◆ **THE TASK**: Please rewrite all of these lines, swapping "evaluation set" for "validation set" wherever it occurs and leaving everything else unchanged.

....

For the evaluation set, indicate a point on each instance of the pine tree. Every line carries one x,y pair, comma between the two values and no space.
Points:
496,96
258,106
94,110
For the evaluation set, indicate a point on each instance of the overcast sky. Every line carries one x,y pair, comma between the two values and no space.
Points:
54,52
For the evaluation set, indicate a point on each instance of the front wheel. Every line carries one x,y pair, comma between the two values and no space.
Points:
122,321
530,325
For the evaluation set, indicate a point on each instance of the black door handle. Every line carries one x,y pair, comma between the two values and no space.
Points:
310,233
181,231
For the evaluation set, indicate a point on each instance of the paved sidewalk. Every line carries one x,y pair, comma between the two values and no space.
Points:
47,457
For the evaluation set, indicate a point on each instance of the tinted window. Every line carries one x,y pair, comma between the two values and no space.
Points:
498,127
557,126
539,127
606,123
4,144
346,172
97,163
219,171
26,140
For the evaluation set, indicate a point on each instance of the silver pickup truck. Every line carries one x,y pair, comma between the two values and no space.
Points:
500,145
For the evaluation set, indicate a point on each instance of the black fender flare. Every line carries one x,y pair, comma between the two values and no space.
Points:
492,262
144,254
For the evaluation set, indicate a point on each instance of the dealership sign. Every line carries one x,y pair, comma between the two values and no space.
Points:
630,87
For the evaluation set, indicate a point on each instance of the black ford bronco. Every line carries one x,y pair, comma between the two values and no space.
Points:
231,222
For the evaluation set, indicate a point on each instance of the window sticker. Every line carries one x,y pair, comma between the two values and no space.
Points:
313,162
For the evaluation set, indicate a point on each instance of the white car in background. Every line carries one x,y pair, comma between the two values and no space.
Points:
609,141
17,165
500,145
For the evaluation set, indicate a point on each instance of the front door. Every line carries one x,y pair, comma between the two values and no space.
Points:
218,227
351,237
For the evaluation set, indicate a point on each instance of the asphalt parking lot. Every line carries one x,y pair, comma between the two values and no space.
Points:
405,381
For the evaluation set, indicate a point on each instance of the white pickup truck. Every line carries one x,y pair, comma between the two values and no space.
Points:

....

◆ **SOLUTION**:
For the validation set, indicate a point on each instance of the pine tree. Every line carries one x,y pair, comma between the two values and no space.
Points:
496,96
258,106
94,110
For the validation set, indicate a point on each instance of the overcast sky. Every line carries one x,y pair, comma between the two values and no space.
Points:
54,52
For the validation set, indicate a point on each instance of the front wheel. Every line carries one x,y pair, comma between the two values and no space.
Points:
122,321
530,325
For the validation set, indicate a point on each instance of the black door handle. Every line carries one x,y pair, comma between the two values and no space.
Points:
310,233
181,231
For the validation set, indicate a point on each instance of the paved sidewalk. Every line carries one x,y pair, comma between the two values and no space.
Points:
47,457
For the validation set, indicate a point on each instance of the tinted window. Every line carries one x,y pair, comma between the two values and no space.
Points:
498,127
557,126
539,127
606,123
4,144
346,172
97,163
219,171
26,140
For the validation set, indicate a point on each instance of the silver pickup truck. Every line carries one x,y pair, comma between the two values and no space.
Points:
500,145
For the validation set, indicate a point on each instance of the black fender flare. Every line carries one x,y pair, comma between the two values and no space.
Points:
492,262
144,254
For the validation set, indicate a point on each instance of the dealership sign. Every line carries one x,y pair, comma between the two values and no space.
Points:
630,87
For the validation set, indicate a point on each instance of the black ford bronco. Every line carries one x,y pair, comma between the two values and no space.
Points:
231,222
For the validation set, indicate a point on each instance of the window sticker. Every line carries one x,y pair, comma between the two values and no space.
Points:
313,162
For the validation set, indicate a point on each instance of the white car in background. Every line carries one x,y pair, comma between the two values and no space.
Points:
609,141
17,165
500,145
For the validation set, indicate a point on each instance of the front door. Every line carries one x,y pair, comma between the two values and no space.
Points:
218,227
351,237
For the validation set, indicate a point on each instance of the asphalt parking lot. Every line carries one x,y pair, comma between the two values and no space.
Points:
405,381
For the validation set, indicate a point on each instance of the white pickup truck. Every line carries one x,y pair, comma between the two values and no space.
Points:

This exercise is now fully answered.